DO THIS:
Pull out each line below that contains the string "cathedral", and copy those lines.

Lines excerpted from a collection:
_ _ _ _ _ _ _
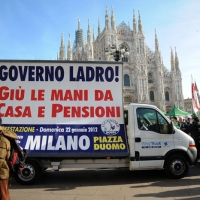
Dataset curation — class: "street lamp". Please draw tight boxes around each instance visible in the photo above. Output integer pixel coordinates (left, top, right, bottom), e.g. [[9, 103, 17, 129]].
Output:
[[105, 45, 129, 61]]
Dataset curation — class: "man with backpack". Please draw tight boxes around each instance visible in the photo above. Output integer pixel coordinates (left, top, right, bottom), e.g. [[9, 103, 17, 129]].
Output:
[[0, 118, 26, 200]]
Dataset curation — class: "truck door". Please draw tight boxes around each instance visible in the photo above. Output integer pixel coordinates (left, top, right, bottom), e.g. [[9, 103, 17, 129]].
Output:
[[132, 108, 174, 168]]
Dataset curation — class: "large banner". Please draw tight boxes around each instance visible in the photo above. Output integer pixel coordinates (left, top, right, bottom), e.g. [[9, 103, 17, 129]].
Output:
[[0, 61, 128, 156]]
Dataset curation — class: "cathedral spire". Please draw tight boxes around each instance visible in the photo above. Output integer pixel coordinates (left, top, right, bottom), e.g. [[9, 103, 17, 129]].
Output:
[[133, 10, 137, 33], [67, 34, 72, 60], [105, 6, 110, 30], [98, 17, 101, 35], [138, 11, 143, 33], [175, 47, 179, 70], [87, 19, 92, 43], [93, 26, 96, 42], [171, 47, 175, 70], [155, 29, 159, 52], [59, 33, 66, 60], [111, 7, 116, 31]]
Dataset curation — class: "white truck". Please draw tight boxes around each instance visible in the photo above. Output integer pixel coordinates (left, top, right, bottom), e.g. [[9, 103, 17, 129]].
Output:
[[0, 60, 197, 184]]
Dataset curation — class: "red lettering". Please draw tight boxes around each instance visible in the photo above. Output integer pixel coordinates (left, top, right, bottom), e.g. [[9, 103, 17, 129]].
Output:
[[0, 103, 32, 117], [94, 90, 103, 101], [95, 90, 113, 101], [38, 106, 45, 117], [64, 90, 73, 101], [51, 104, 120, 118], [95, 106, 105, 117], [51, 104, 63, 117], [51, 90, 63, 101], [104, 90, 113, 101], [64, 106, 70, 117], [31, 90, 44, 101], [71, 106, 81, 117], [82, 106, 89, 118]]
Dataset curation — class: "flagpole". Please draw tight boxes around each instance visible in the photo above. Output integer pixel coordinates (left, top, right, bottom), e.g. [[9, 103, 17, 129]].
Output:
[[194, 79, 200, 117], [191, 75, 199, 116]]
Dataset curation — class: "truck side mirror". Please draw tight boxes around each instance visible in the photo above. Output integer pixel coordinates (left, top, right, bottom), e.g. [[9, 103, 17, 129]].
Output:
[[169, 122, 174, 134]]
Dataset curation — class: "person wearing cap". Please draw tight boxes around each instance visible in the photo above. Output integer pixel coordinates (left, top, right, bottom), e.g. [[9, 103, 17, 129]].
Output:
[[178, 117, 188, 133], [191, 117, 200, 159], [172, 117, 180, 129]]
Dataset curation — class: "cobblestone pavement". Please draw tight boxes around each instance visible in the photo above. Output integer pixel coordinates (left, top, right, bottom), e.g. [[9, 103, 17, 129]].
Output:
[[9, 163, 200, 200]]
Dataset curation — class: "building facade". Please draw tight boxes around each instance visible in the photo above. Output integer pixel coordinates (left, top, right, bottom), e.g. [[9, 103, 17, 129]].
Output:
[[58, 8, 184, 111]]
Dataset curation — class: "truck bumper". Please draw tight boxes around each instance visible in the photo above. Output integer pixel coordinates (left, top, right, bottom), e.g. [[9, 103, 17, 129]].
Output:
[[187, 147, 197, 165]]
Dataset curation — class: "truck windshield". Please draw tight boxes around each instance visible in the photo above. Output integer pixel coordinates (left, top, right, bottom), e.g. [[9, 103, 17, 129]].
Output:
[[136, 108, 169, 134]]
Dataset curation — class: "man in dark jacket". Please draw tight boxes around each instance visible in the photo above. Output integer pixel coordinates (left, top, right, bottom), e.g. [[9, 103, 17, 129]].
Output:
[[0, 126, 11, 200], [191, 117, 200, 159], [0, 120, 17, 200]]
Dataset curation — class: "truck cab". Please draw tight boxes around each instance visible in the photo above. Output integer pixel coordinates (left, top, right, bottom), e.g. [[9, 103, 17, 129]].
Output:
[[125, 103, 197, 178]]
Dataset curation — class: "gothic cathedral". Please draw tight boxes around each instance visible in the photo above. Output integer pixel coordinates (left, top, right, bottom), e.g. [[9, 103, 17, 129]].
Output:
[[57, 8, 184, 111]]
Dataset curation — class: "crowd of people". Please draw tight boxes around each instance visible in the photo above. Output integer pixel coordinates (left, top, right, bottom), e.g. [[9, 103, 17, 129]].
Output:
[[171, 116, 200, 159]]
_ _ _ _ _ _ _
TASK OUTPUT:
Dataset curation — class: "cathedral spire". Please draw tight boxes around each instance visible in the photo above. Output integer pixel coordinates (left, top, right, bottom), e.g. [[9, 103, 17, 129]].
Dataset curation — class: "gothic cathedral". Please draw tight boxes around each instance visible in the photo above. Output integer pixel coordinates (left, top, right, bottom), e.g. [[9, 103, 17, 129]].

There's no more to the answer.